* start Dataset content *

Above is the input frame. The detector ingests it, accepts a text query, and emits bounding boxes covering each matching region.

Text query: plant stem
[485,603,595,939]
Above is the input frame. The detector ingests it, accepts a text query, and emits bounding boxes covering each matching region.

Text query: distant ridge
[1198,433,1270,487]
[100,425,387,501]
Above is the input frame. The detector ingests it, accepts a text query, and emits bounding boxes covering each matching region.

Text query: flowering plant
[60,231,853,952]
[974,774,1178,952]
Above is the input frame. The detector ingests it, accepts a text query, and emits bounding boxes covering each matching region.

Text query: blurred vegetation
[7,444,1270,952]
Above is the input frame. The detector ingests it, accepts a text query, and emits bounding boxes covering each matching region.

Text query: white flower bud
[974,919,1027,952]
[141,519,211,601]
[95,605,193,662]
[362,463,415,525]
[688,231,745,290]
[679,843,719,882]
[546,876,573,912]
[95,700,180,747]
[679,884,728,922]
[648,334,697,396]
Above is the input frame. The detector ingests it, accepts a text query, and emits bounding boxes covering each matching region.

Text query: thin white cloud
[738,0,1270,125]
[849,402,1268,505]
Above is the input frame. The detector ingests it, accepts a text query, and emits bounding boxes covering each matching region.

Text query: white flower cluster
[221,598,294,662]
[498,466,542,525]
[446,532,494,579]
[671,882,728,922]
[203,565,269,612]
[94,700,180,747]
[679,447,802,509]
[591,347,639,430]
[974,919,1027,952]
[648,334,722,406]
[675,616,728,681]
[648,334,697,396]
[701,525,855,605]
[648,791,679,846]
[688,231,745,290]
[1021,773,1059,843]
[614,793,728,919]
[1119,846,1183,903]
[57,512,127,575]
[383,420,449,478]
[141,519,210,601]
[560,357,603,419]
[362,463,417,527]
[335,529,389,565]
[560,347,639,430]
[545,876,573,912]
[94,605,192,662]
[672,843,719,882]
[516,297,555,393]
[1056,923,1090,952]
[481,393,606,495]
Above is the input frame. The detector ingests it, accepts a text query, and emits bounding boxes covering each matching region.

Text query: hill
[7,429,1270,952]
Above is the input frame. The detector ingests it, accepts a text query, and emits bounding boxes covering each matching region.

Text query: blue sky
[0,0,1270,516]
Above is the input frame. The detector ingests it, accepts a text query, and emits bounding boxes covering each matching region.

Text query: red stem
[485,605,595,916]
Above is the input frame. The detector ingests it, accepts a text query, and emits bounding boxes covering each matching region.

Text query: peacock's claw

* end Dataset content *

Count how many lines of the material above contain the string "stem", treating uppercase and lowercase letters as distinct. State only the number.

--- Response below ---
2